--- BEGIN Records to process ---
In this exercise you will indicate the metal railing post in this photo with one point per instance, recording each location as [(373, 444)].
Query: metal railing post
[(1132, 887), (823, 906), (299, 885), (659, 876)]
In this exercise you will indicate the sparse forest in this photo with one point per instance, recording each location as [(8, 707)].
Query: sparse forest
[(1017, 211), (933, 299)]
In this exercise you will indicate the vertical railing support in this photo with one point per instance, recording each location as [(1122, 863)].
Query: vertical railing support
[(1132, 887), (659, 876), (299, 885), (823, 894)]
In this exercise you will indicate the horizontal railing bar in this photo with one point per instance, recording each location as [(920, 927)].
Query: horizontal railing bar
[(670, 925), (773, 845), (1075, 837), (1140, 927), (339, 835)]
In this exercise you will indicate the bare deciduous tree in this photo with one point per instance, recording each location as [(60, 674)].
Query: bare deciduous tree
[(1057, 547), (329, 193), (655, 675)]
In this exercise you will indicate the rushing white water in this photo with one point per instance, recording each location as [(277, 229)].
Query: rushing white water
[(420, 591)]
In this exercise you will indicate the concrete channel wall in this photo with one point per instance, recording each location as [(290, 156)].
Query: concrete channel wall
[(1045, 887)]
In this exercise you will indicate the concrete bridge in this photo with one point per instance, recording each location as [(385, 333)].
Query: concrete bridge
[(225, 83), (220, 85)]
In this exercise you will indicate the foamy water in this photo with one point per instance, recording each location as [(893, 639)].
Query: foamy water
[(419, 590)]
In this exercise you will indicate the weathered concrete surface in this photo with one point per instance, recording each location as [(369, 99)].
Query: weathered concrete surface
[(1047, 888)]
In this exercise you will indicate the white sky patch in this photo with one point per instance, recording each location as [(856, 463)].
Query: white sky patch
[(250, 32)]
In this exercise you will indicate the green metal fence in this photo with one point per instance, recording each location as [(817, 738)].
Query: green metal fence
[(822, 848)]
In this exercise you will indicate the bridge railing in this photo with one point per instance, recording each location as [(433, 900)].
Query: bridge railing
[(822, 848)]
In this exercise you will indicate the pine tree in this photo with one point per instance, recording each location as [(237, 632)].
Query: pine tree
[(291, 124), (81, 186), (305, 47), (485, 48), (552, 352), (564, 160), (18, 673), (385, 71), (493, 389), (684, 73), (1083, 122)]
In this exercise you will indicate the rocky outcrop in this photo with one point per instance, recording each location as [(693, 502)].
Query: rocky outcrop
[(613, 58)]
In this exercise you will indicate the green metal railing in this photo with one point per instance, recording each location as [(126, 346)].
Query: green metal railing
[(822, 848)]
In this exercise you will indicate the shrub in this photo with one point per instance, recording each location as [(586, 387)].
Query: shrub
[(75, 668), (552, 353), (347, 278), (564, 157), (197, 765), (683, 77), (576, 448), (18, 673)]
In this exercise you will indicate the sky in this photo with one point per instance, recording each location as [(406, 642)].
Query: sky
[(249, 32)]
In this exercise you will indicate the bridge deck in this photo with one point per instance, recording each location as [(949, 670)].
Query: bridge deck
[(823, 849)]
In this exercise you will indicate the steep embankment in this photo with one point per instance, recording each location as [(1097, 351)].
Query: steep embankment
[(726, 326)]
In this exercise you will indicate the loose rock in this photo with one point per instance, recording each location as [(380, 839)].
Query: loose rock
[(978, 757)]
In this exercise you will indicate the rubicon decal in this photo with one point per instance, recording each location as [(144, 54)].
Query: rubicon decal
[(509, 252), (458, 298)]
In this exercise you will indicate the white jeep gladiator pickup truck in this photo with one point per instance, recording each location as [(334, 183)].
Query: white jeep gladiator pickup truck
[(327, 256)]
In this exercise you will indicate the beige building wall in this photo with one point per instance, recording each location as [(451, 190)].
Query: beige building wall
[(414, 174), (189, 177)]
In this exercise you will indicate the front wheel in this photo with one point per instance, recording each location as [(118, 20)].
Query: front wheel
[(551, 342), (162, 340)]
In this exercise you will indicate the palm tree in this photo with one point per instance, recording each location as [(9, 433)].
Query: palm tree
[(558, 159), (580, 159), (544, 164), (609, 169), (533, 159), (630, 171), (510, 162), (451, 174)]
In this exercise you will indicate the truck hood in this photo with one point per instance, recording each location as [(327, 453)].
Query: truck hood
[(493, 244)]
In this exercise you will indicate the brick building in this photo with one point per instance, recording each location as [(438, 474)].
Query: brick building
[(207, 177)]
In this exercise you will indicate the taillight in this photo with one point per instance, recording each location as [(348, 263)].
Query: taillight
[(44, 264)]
--- END Records to process ---
**What the task asks**
Can you write out every one of the lines above word for word, leaving nothing out?

**Response for this exercise**
In this exercise you will indicate the metal railing post in this photo with one point per instance, recording each location as [(373, 444)].
Query: metal railing post
[(1132, 887), (823, 906), (299, 885), (659, 876)]
In this exercise you will indicate the sparse forest in this photo with one point per instance, recording each location as [(8, 707)].
Query: sparse forest
[(1017, 211), (933, 299)]
In this exercise you will indicate the vertical railing support in this photo with one point per instance, recording each location as [(1122, 863)].
Query: vertical railing support
[(1132, 887), (659, 876), (299, 885), (823, 894)]
In this exercise you will indicate the horizontal railing bar in this photo with one point per instance, recording each location as [(920, 927)].
Query: horizontal railing bar
[(670, 925), (773, 845), (1075, 837), (1140, 927), (339, 835)]
In this exercise you will indicate the bare deciduous tree in this photo with one point per instance, recording each location as [(60, 674)].
Query: bare deciduous tree
[(1057, 547), (329, 193), (655, 675)]
In this exercise you will indicate the rushing white water in this photo with one point per instance, recording each location as [(277, 229)].
Query: rushing white water
[(420, 591)]
In this exercise you will indicate the concrete channel wall in this photo with one point per instance, recording each location as [(290, 156)].
Query: concrete channel wall
[(1045, 887)]
In this exercise you will indicate the concrete bridge in this photo with one point per instance, recording each location as [(385, 333)].
Query: concrete bridge
[(225, 83), (220, 85)]
In this exercise you will indicate the foamy water in this photo with one point per instance, recording each location as [(893, 639)].
Query: foamy water
[(419, 590)]
In this exercise you will indicate the weathered concrete surface in this photo with one point per instance, recording each location as [(369, 99)].
Query: weathered concrete surface
[(1047, 888)]
In this exercise you will indicate the white sky patch in this photo with one point per instance, recording each location as [(856, 463)].
Query: white sky patch
[(250, 32)]
In this exercise you will indicate the green metal fence in this photo with one point per instance, recording each location as [(817, 738)].
Query: green metal fence
[(822, 848)]
In this exercise you will indicate the bridge railing in this photo with one point per instance, recording each location as [(433, 900)].
Query: bridge railing
[(822, 848)]
In this exercise you will indicate the pine tree in this photo with one point per instance, recording each location as [(237, 632)].
Query: pine tree
[(291, 124), (81, 186), (305, 47), (485, 48), (552, 352), (564, 160), (18, 673), (385, 71), (493, 389), (684, 73), (1083, 122)]
In this exercise you will indicate the rocky outcrop in this photo with one point per instance, recording each location as [(693, 502)].
Query: rocky outcrop
[(613, 58)]
In this exercise you will indicate the green metal railing in this photo with one point per instance, recording each location as [(126, 346)].
Query: green metal railing
[(822, 848)]
In this exercise you will indicate the shrub in this photo with one point per instance, recording each location as [(586, 387)].
Query: shrub
[(75, 668), (552, 353), (347, 278), (564, 157), (197, 765), (683, 77), (576, 448), (18, 673)]
In this exercise you will indicate the sky in this photo with one point per instance, recording each location as [(406, 642)].
Query: sky
[(249, 32)]
In this exercise you will indicate the bridge deck in this photo with one point per instance, recording each location as [(949, 670)].
Query: bridge deck
[(823, 849)]
In this exercise you will indicate the steep embankment in this photo with one point per instance, recording each location as [(1097, 351)].
Query: steep embankment
[(726, 326)]
In this exercise you will indicate the loose rock in this photo with one point per instance, recording each location as [(380, 839)].
Query: loose rock
[(978, 757)]
In this exercise you will indicate the rubicon decal in this photo with one point per instance, recording each location as [(144, 54)].
Query: rubicon decal
[(509, 252), (458, 298)]
In this exercise you will indicate the white jeep gladiator pickup truck in this photo with one point per instance, recording each location as [(334, 183)].
Query: white jeep gladiator pickup truck
[(327, 256)]
In this exercise you will indicate the beige building wall in this photo with one point per instance, recording each location as [(451, 190)].
Query: beige building wall
[(414, 174), (189, 177)]
In this exercise you will indicate the front wheel in this photo with one point per instance, recording each location as [(118, 20)].
Query: front wheel
[(551, 342), (162, 340)]
In this exercise you will indicate the palm tree in this photo with one point per instance, recording each location as [(9, 433)].
Query: palm tree
[(558, 159), (580, 159), (544, 164), (609, 169), (533, 159), (630, 171), (510, 162), (451, 174)]
In this exercise you will indicate the truck hood in this photo with one point per instance, recording each location as [(327, 453)].
Query: truck hood
[(493, 244)]
In this exercise you will indicate the brick building in this photo with one point per instance, recording each location as [(438, 474)].
Query: brick building
[(207, 177)]
In this exercise you will indicate the taillight in this photo with one point per instance, recording each location as [(348, 263)].
Query: taillight
[(44, 264)]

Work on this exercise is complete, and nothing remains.